>> START Available records

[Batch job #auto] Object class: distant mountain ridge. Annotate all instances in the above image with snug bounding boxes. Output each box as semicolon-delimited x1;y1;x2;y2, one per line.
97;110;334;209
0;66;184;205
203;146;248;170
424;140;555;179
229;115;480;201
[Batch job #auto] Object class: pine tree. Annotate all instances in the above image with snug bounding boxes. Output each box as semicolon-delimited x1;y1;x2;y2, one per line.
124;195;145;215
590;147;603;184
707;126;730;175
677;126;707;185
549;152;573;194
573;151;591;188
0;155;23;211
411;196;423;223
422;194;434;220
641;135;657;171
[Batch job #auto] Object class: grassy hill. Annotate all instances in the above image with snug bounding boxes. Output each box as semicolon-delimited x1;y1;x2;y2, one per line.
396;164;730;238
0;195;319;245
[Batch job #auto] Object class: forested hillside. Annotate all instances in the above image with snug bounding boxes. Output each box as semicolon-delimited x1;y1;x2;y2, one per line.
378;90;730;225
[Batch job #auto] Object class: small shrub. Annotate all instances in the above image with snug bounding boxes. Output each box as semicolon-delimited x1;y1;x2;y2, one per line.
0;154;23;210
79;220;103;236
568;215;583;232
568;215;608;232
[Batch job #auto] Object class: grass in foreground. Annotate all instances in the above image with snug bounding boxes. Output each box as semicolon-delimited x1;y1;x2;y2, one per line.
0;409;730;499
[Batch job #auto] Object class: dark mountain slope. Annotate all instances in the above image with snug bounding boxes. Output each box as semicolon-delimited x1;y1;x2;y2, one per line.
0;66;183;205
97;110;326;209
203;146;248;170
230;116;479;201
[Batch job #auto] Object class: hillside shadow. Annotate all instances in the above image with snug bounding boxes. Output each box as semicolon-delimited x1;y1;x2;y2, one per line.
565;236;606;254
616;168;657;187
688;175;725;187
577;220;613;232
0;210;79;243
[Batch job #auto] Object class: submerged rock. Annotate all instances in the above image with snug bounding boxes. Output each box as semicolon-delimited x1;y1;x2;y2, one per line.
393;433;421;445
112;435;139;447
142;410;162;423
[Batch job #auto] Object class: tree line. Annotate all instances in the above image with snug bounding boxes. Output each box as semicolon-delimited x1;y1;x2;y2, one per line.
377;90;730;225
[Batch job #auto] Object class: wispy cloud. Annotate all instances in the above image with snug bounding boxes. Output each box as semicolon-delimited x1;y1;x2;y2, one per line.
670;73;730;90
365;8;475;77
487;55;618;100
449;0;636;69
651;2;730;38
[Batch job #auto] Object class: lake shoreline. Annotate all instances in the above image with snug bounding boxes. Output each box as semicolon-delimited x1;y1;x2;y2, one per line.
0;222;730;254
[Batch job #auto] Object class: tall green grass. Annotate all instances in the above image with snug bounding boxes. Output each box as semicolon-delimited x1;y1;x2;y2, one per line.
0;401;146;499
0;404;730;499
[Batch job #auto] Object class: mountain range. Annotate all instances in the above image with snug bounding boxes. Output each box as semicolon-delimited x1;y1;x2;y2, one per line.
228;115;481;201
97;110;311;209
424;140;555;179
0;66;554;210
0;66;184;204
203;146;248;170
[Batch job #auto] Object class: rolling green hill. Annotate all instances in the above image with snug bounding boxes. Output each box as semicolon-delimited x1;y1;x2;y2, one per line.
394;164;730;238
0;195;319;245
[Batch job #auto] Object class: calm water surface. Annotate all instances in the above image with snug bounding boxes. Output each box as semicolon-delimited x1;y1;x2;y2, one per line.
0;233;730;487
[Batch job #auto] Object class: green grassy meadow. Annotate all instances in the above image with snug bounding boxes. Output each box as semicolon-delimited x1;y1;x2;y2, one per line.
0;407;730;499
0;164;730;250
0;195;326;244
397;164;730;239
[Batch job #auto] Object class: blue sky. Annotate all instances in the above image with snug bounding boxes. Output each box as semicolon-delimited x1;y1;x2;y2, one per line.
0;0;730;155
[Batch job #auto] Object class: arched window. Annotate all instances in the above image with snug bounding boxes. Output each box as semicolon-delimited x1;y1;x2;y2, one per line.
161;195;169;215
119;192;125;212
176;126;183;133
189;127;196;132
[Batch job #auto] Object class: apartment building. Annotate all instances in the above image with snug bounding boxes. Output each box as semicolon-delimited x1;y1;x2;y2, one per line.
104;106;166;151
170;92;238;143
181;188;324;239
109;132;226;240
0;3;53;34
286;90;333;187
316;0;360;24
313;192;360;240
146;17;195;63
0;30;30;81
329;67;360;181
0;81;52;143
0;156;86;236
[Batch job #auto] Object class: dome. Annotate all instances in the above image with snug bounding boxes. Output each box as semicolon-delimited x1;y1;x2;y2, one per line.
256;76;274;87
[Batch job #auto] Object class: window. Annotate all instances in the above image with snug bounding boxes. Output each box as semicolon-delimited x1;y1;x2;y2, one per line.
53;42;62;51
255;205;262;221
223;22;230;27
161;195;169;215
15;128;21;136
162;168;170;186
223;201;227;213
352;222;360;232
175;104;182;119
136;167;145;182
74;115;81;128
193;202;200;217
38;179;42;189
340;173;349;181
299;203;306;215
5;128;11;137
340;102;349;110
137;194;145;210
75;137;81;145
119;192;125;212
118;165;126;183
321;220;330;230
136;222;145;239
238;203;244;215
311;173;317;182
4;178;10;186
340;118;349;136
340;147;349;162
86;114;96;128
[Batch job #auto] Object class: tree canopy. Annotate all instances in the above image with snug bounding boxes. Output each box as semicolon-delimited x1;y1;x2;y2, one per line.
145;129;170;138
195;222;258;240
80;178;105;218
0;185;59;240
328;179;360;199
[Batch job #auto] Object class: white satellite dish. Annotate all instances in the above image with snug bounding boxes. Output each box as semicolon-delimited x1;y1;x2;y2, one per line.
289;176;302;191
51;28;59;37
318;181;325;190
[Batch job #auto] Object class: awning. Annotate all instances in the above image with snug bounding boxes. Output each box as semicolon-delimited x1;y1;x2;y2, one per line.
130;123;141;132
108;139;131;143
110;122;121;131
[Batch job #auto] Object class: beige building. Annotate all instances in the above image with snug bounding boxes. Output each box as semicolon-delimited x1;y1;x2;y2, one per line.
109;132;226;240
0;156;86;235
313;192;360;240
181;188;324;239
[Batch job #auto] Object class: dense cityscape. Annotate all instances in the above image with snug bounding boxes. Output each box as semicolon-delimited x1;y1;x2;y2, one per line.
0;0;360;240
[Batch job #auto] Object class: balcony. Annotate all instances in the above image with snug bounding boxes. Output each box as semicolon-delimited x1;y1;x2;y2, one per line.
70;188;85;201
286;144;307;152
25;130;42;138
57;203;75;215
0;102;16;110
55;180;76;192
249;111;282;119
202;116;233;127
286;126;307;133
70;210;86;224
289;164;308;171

>> END Available records

--- Objective ---
Reproduce verbatim the rows above, beginning with the line containing "[Batch job #auto] Object class: green" and ending with the line containing "0;0;730;155", both of those lines included.

--- Written solution ---
[Batch job #auto] Object class: green grassy meadow. Annotate all instances in the above image with snug bounding boxes. Output each box as semicolon-delimited x1;y1;x2;y2, one per line.
0;407;730;499
0;164;730;250
0;195;326;244
397;164;730;239
[Batch job #auto] Object class: blue sky. Annotate all instances in the above image with snug bounding boxes. Output each box as semicolon-delimited x1;y1;x2;y2, one per line.
0;0;730;155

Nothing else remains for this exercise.